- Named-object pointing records
********

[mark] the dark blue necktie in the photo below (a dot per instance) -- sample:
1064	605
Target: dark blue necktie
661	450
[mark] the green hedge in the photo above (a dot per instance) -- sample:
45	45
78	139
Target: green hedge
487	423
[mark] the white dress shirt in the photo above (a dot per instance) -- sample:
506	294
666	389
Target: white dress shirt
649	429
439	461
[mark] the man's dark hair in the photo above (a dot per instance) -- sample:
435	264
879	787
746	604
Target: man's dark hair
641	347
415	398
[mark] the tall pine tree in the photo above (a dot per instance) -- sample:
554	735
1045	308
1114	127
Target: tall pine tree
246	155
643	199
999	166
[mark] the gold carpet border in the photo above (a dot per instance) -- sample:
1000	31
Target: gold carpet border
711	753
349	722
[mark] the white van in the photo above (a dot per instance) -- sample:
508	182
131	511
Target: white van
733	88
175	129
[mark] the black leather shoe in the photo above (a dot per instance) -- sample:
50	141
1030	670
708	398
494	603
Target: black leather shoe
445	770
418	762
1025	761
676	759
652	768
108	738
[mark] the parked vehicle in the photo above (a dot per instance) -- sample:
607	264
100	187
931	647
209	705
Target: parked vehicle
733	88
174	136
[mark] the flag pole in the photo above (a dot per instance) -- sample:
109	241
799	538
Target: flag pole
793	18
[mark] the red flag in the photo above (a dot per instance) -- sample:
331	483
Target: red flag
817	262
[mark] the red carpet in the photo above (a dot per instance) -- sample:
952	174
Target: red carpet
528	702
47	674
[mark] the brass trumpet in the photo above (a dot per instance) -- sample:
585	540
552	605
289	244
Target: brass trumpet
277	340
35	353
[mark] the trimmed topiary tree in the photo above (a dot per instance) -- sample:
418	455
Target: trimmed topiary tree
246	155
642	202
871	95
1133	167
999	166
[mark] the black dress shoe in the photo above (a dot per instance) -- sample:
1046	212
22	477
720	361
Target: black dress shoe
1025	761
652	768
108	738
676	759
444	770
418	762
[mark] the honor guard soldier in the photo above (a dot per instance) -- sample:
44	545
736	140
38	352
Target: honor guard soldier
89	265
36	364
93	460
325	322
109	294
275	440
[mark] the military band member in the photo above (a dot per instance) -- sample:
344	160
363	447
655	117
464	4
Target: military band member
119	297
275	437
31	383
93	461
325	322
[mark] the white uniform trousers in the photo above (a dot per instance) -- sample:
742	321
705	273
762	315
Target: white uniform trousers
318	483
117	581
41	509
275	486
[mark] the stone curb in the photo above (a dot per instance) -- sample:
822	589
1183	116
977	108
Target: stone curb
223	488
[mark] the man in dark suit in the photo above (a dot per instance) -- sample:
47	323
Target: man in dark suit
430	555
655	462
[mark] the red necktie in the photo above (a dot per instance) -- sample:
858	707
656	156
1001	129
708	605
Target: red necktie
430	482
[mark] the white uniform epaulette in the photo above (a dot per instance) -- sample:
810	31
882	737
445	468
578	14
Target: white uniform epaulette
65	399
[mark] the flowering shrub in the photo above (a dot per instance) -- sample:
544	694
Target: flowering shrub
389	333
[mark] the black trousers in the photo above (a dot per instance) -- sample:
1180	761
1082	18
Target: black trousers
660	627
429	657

********

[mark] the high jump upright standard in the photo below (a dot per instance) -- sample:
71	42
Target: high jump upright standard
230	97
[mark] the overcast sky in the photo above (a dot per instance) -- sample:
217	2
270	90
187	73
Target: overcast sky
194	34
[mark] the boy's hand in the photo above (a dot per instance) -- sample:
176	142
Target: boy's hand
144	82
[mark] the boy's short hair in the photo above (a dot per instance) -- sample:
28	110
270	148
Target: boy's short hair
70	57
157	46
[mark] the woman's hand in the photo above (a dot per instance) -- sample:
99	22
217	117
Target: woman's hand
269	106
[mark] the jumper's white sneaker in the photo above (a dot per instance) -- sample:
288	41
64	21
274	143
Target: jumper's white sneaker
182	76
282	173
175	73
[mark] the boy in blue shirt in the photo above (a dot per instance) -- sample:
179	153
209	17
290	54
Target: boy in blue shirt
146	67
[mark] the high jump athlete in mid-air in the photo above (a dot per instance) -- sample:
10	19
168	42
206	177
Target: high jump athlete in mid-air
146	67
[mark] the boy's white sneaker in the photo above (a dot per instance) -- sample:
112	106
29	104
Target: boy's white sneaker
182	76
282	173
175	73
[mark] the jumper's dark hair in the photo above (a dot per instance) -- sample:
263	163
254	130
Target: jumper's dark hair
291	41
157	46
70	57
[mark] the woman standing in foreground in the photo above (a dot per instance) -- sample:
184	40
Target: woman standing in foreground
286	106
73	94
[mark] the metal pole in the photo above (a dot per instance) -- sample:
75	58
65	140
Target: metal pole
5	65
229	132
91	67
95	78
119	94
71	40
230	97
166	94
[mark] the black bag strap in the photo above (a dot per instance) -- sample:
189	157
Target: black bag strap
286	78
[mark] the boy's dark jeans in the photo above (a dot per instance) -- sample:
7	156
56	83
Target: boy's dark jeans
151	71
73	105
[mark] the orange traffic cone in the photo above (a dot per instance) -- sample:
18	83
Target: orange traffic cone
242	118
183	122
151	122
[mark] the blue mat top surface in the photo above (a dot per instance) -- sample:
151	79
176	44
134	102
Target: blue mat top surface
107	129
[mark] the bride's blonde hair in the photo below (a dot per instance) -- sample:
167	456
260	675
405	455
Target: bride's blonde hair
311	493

********

- What you should do
From the lines above, gather every line that contains the string "cone", matching case exactly.

- Answer in full
[mark] the orange traffic cone in the photo above (a dot per instance) -- sample:
Target: orange traffic cone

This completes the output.